**** Data excerpts

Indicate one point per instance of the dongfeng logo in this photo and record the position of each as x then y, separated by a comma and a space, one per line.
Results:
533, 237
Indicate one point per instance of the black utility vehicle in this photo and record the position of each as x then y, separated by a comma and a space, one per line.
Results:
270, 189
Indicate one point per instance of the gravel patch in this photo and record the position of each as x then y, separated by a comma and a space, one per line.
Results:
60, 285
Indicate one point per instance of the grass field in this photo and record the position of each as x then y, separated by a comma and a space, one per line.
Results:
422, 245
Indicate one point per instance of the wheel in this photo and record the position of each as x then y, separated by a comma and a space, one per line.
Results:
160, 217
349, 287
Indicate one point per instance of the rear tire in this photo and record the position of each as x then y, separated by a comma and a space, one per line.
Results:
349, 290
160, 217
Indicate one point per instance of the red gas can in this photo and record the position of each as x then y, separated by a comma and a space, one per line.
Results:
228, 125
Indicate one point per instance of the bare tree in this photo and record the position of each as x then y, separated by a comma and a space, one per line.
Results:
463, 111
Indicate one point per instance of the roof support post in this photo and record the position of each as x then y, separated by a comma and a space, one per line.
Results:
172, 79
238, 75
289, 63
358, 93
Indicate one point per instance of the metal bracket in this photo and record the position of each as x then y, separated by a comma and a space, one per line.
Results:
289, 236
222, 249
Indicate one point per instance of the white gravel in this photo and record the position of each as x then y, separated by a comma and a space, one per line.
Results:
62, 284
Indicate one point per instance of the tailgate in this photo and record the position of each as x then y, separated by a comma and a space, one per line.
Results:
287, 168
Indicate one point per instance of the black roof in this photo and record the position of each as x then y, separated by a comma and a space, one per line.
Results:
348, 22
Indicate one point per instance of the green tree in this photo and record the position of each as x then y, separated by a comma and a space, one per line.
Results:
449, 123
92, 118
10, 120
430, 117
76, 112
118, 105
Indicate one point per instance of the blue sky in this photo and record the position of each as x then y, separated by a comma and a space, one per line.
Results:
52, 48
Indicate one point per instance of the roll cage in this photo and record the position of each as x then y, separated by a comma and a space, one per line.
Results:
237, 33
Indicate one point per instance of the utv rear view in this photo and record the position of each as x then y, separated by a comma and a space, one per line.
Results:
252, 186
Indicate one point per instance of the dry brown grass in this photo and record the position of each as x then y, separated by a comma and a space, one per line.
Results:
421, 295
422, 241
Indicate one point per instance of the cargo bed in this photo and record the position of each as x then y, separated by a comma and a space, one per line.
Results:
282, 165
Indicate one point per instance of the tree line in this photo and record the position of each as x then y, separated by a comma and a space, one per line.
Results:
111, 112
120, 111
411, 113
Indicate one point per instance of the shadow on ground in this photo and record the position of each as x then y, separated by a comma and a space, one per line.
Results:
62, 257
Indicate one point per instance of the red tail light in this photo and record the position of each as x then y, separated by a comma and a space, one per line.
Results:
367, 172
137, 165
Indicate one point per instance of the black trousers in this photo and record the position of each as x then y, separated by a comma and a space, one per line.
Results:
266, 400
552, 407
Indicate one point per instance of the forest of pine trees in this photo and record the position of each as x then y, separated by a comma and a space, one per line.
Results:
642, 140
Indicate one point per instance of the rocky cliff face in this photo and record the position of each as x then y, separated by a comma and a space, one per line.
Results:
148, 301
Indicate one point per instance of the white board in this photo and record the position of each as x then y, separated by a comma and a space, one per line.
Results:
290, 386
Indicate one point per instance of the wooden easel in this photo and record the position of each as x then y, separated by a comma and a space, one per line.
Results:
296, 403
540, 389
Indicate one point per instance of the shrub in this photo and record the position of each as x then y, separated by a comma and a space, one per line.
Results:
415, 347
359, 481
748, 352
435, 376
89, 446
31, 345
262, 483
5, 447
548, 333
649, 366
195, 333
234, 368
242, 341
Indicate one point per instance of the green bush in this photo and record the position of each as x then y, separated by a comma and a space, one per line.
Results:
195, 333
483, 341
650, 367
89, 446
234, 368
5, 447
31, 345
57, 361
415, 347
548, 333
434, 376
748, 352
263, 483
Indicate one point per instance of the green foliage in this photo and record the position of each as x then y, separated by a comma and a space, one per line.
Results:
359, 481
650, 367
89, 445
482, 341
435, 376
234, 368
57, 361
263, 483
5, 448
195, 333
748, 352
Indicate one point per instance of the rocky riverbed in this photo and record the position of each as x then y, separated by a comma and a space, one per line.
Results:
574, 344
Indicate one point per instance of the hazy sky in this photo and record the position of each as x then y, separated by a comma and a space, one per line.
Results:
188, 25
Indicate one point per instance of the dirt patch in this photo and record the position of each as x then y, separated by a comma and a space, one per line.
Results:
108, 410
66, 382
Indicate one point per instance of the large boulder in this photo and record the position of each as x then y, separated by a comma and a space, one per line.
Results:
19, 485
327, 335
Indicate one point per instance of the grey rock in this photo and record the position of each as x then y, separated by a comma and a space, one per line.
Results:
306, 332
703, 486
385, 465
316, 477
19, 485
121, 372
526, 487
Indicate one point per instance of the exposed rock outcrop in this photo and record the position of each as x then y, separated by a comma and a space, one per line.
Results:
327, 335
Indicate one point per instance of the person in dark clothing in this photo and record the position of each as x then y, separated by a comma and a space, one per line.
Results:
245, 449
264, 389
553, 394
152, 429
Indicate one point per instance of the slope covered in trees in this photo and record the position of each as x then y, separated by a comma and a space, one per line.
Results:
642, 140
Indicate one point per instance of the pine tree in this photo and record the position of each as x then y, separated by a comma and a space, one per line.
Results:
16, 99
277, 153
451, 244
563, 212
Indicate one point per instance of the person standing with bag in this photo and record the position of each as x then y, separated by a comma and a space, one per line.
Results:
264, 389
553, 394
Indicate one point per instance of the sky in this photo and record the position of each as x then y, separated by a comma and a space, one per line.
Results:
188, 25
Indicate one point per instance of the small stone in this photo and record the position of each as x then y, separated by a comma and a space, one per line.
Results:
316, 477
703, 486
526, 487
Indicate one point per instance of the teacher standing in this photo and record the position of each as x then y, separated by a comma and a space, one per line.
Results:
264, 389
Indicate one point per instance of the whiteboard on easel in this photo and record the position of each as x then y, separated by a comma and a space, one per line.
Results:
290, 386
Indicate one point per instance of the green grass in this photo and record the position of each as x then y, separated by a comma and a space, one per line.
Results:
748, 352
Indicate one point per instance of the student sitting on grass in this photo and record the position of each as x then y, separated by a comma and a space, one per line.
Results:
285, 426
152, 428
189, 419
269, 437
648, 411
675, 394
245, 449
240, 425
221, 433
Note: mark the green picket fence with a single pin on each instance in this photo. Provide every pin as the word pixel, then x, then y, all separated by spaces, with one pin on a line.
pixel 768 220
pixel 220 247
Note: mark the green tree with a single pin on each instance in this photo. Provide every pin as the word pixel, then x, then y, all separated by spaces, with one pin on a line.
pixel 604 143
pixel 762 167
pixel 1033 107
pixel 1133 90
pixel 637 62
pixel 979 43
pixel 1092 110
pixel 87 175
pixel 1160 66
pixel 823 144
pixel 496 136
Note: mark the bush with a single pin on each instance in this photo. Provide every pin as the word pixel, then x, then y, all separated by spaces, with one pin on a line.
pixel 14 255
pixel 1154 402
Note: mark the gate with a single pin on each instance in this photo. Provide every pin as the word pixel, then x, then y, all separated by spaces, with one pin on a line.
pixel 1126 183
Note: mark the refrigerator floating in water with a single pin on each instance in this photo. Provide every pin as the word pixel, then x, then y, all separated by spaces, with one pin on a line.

********

What to do: Copy out the whole listing exactly as written.

Your solution:
Indicate one point per instance of the dongfeng logo in this photo and record the position of each as x then y, separated by a comma and a space, one per line.
Results:
533, 237
Indicate one point per instance of the black utility vehicle in this photo and record the position of each as x then y, separated by a comma and a space, one per line.
Results:
270, 189
Indicate one point per instance of the gravel patch in this photo and record the position of each as x then y, separated by a comma and a space, one per line.
Results:
60, 285
Indicate one point per instance of the grass field in this photo and record the position of each as x then y, separated by a comma and a space, one per line.
Results:
422, 245
Indicate one point per instance of the wheel in this photo and record the position of each as x then y, separated by a comma and a space, one per line.
Results:
160, 217
349, 287
Indicate one point per instance of the rear tire in this photo and record the position of each as x then y, separated by a comma and a space, one per line.
Results:
349, 290
160, 217
Indicate one point per instance of the red gas can in this photo and record the position of each as x then y, separated by a comma and a space, one per line.
Results:
228, 125
Indicate one point per instance of the bare tree in this photo and record the position of each as x then y, separated by a comma and a space, one per line.
Results:
463, 111
Indicate one point per instance of the roof support post in this photo and record the position of each as x then y, separated by a comma and a space, one per line.
Results:
172, 79
238, 75
289, 63
358, 93
Indicate one point per instance of the metal bracket in this photo and record the position of each as x then y, separated by a comma and a space, one per line.
Results:
289, 236
222, 249
Indicate one point per instance of the white gravel in this photo and record the position of each as x then y, separated by a comma and a space, one per line.
Results:
62, 284
Indicate one point per instance of the tailgate in this photo and record the position of each as x then y, separated by a comma and a space, one per line.
Results:
287, 168
Indicate one point per instance of the black roof in this photo and record the position of each as x then y, separated by a comma and a space, one per line.
Results:
348, 22
Indicate one point per instance of the green tree in this photo and record the position of each as x then y, separated by a comma and a space, one per line.
Results:
449, 123
92, 118
10, 120
430, 117
76, 112
118, 105
Indicate one point per instance of the blue sky in this photo and record the position of each as x then y, separated by a comma and a space, one per line.
Results:
52, 48
Indicate one point per instance of the roll cage in this photo and record the position of each as x then y, separated by a comma and a space, one per line.
Results:
237, 33
Indicate one point per instance of the utv rear view in this photo and record the position of each as x then y, separated by a comma and a space, one per line.
Results:
252, 186
Indicate one point per instance of the dry brown grass in this photo and record the position of each as x then y, separated by a comma and a space, one per line.
Results:
421, 295
422, 241
Indicate one point per instance of the cargo bed in this photo and record the position of each as x then y, separated by a comma and a space, one per line.
Results:
282, 165
Indicate one point per instance of the tree line in this photo and record the position of each as x then y, separated by a comma and a space, one per line.
Results:
111, 112
120, 111
411, 113
Indicate one point per instance of the shadow on ground in this photo and record the position of each as x then y, separated by a comma and a space, one per line.
Results:
62, 257
Indicate one point per instance of the red tail light in this photo and record the position of each as x then y, separated by a comma and a space, one per line.
Results:
367, 172
137, 165
Indicate one point per instance of the black trousers in this photo and record the position of each as x then y, separated by a comma and a space, one per line.
Results:
266, 400
552, 407
Indicate one point per instance of the forest of pine trees in this photo and record the position of each as x then y, separated by a comma and a space, one per line.
Results:
642, 140
Indicate one point per instance of the rocky cliff face in this photo and record the position of each as x then y, separated by a comma and a space, one per line.
Results:
148, 301
Indicate one point per instance of the white board in this photo and record the position of each as x then y, separated by a comma and a space, one per line.
Results:
290, 386
Indicate one point per instance of the wooden easel in this photo and record the position of each as x then y, separated by a comma and a space, one per line.
Results:
296, 403
540, 389
Indicate one point per instance of the shrub in this photo and record the position of each as x then y, separated by a comma and a space, one per line.
Results:
415, 347
359, 481
748, 352
435, 376
89, 446
31, 345
262, 483
5, 447
548, 333
649, 366
195, 333
234, 368
242, 341
Indicate one point per instance of the green bush in this photo and record the position of each as x then y, separated by a comma and a space, one per line.
Results:
195, 333
483, 341
650, 367
89, 446
234, 368
5, 447
31, 345
57, 361
415, 347
548, 333
434, 376
748, 352
263, 483
Indicate one point per instance of the green foliage in this photo and record the position of each as x then y, separated by a comma and a space, one per line.
Results:
359, 481
650, 367
89, 445
482, 341
435, 376
234, 368
57, 361
263, 483
5, 448
195, 333
748, 352
Indicate one point per instance of the rocky riverbed in this photo and record the position of each as x then y, separated by a comma and a space, one per line.
Results:
574, 344
Indicate one point per instance of the hazy sky in this photo and record the position of each as x then y, separated by a comma and a space, one per line.
Results:
188, 25
Indicate one point per instance of the dirt patch in this photo and record the position of each as x then y, separated by a comma and a space, one per line.
Results:
108, 410
66, 382
Indicate one point per instance of the large boulder in this photo and record the position of each as x then y, separated by a comma and a space, one per line.
Results:
19, 485
327, 335
Indicate one point per instance of the grey rock in this photo and record the position of each as x then y, separated by a comma and a space, one per line.
Results:
306, 332
703, 486
385, 465
316, 477
19, 485
121, 372
526, 487
Indicate one point per instance of the exposed rock outcrop in this photo and record the position of each as x then y, separated by a comma and a space, one per line.
Results:
327, 335
Indicate one point per instance of the person in dark clothing in this photo and record the position of each as x then y, separated by a comma and a space, one per line.
Results:
245, 449
264, 389
553, 394
152, 429
Indicate one point per instance of the slope covered in trees in this photo and record the position of each as x then y, separated by a comma and a space, one per line.
Results:
642, 140
Indicate one point per instance of the pine tree in this photo and record the position of each as x then y, separated by a comma and a space, one per line.
Results:
16, 99
277, 153
451, 244
563, 212
Indicate one point per instance of the person standing with bag in this photo and record the position of each as x then y, separated by a comma and a space, one per line.
Results:
264, 389
553, 394
Indicate one point per instance of the sky in this photo and record the position of each as x then y, separated by a comma and a space, one per line.
Results:
188, 25
Indicate one point per instance of the small stone in this photo and record the position of each as x then y, separated by a comma and a space, one per line.
Results:
316, 477
703, 486
526, 487
Indicate one point per instance of the teacher standing in this photo and record the position of each as x then y, separated by a comma and a space, one per line.
Results:
264, 389
Indicate one point per instance of the whiteboard on easel in this photo and record the position of each as x then y, separated by a comma and a space, one per line.
Results:
290, 386
Indicate one point per instance of the green grass in this photo and record the position of each as x then y, separated by a comma and a space, one per line.
Results:
748, 352
Indicate one point per instance of the student sitting on grass in this photo and record the position of each as x then y, separated by a comma and a space, one per line.
Results:
285, 426
152, 428
189, 419
269, 437
648, 411
675, 394
245, 449
240, 425
221, 433
Note: mark the green picket fence with a single pin on each instance in this photo. Provide every pin as the word pixel, then x, then y, all separated by spaces, with one pin on a line.
pixel 768 220
pixel 220 247
Note: mark the green tree with a single pin on each instance in this photo. Provide every pin as the word pixel, then x, then y, all separated by spaces, with one pin on a line.
pixel 604 143
pixel 762 167
pixel 1033 107
pixel 1133 90
pixel 637 62
pixel 979 43
pixel 1092 110
pixel 87 175
pixel 1160 66
pixel 823 144
pixel 496 136
Note: mark the bush with a single pin on each instance in this photo. Provide every pin as the word pixel, then x, then y, all separated by spaces, with one pin on a line.
pixel 14 255
pixel 1154 402
Note: mark the gate with a single pin on each instance in this photo. Provide every pin as the word pixel, then x, then y, all separated by spaces, with one pin on a line.
pixel 1126 183
Note: mark the refrigerator floating in water with a single pin on each instance in this photo. Provide every pin as the word pixel, then x, then y, all separated by spaces, with one pin on a line.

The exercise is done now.